* _Selection_:
————

World music is a tricky beast to define. Tracing your ancestry back to monkeys just isn’t enough, but you try telling that to Beyonce. Take this year’s Aotearoa contingent for example: what is it, exactly, that makes ‘World music’ of Little Bushmen, Anika Moa, and Shona Laing?
Luckily, semantics were of no concern to the 35,000 strong crowd who baked in the Taranaki sun over the weekend. Festival goers overdosed on more music, food and sun than they could shake their samosas at. A short stroll around the beautiful gardens linked acts as diverse as a 15 piece Afro-beat band (led by Seun Kuti, son of the legendary Fela Kuti), blind Aboriginal singer Geoffrey Gurrumul Yunupingu, and NZ’s own Fat Freddys Drop. Other highlights included Speed Caravan (led by oud player Mehdi Haddab, the French/Algerian equivalent of Kirk Hammett), eccentric Chinese performer Sa Dingding, and the irrepressible Ska Cubano—who successfully encouraged a handful of sun-drenched party-folk to cool off in the duck pond, much to security’s disgust.

————

* _Supplied material_:
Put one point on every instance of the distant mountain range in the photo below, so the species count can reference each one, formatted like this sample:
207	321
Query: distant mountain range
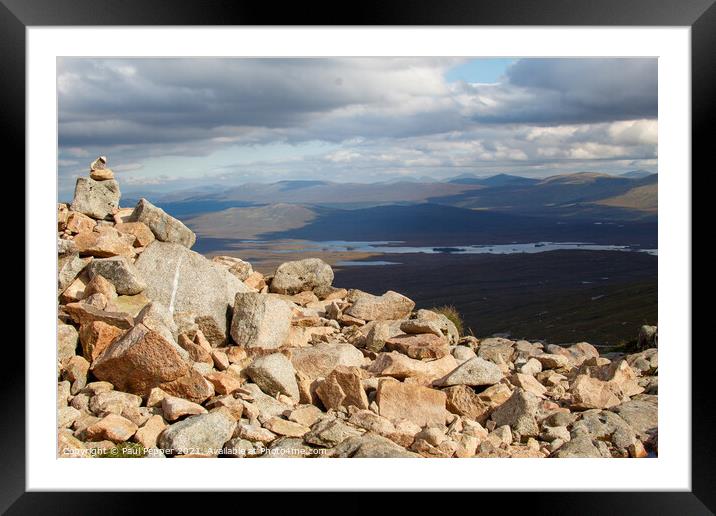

————

* _What you will do_: Continue the review of the weekend's world music festival in Taranaki, picking up after its last sentence.

* _Written response_:
In total, 20 countries were represented, with nine acts from Aotearoa alone—219 artists in total! Maori language singing and/or band members were strongly represented in the local offerings, providing some insight into the organisers’ ethos. (Contenders for next year’s WOMAD best start brushing up on their Te Reo…) World music roughly equals indigenous music and/or innovative fusions. Sorry Beyoncé.
The nature of the acts was as diverse as the countries represented—France, for example, is the home of both Speed Caravan (with electrified oud and ‘Chemical Brothers’ samples) and La Cor de la Plana, a purely vocal and percussion group, who sing in the almost extinct language of Occitan. Both groups succeeded in electrifying crowds, and generating temporary cult followings.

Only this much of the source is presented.